## EXERCISE TASKS
**a)** List every abbreviation written entirely in capital letters that appears in the text on Brazil's trade in threatened timber species.
**b)** Answer the following questions using the text on Brazil's trade in threatened timber species.
(i) How many of the traded threatened tree species did the MMA classify as Endangered?
(ii) Who is named as the study's lead author?
(iii) According to the study, what is the IBGE data based on?
**c)** Return the passage from the text on Brazil's trade in threatened timber species, beginning at the words "Asked for comment" and stopping after the words "in the country.".

## READING PASSAGE
[start]
Of the 38 threatened tree species traded, the MMA classified 17 as Vulnerable, 18 as Endangered, and three as Critically Endangered. Araucaria angustifolia which is Critically Endangered, was the first on the traded list of threatened species, representing 5.2 percent of the total volume of timber traded over the four-year research period.
At first, “We tried to find which endangered species were circulating in the timber market in recent years, with no success. That motivated us to develop the research. Our investigation aimed to present the endangered species transiting in the country and in which quantities,” study lead author Arno Fritz das Neves Brandes told Mongabay. “The large volume of trading of those species is in conflict with Brazil’s environmental protection policies.”
Asked for comment by Mongabay why the 38 threatened species had been commercialized in Brazil, IBAMA, Brazil’s environment agency, did not respond.
The study authors note important differences in the methods used to quantify and qualify timber shipments used by IBAMA and the Brazilian Institute of Geography and Statistics (IBGE), which provides volume data of forestry extraction operations in the country.
“The IBGE data is based only on whole logs, while the DOF data [gathered by SISNAMA] used in our study includes all wood products and records any legal wood movement that occurred within national territory.… The IBGE research is subjective and based on interviews and survey data. The questionnaire [answered by timber producers] does not provide species data, volume by species and does not ensure data precision since the survey relies on the quantification methods used by the informant,” said the study. These major differences likely create significant discrepancies between the two data sources.
[end]
## INFORMATION PROVIDED
[start]
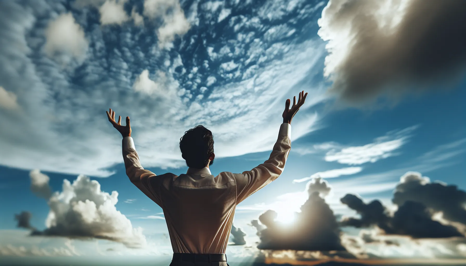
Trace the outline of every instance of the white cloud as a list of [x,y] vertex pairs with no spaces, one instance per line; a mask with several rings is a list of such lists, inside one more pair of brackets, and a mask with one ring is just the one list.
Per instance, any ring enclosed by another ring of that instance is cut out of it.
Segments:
[end]
## EXERCISE SOLUTIONS
**a)** MMA, IBAMA, IBGE, DOF, SISNAMA

**b)**
(i) 18
(ii) Arno Fritz das Neves Brandes
(iii) Only whole logs

**c)**
Asked for comment by Mongabay why the 38 threatened species had been commercialized in Brazil, IBAMA, Brazil’s environment agency, did not respond.
The study authors note important differences in the methods used to quantify and qualify timber shipments used by IBAMA and the Brazilian Institute of Geography and Statistics (IBGE), which provides volume data of forestry extraction operations in the country.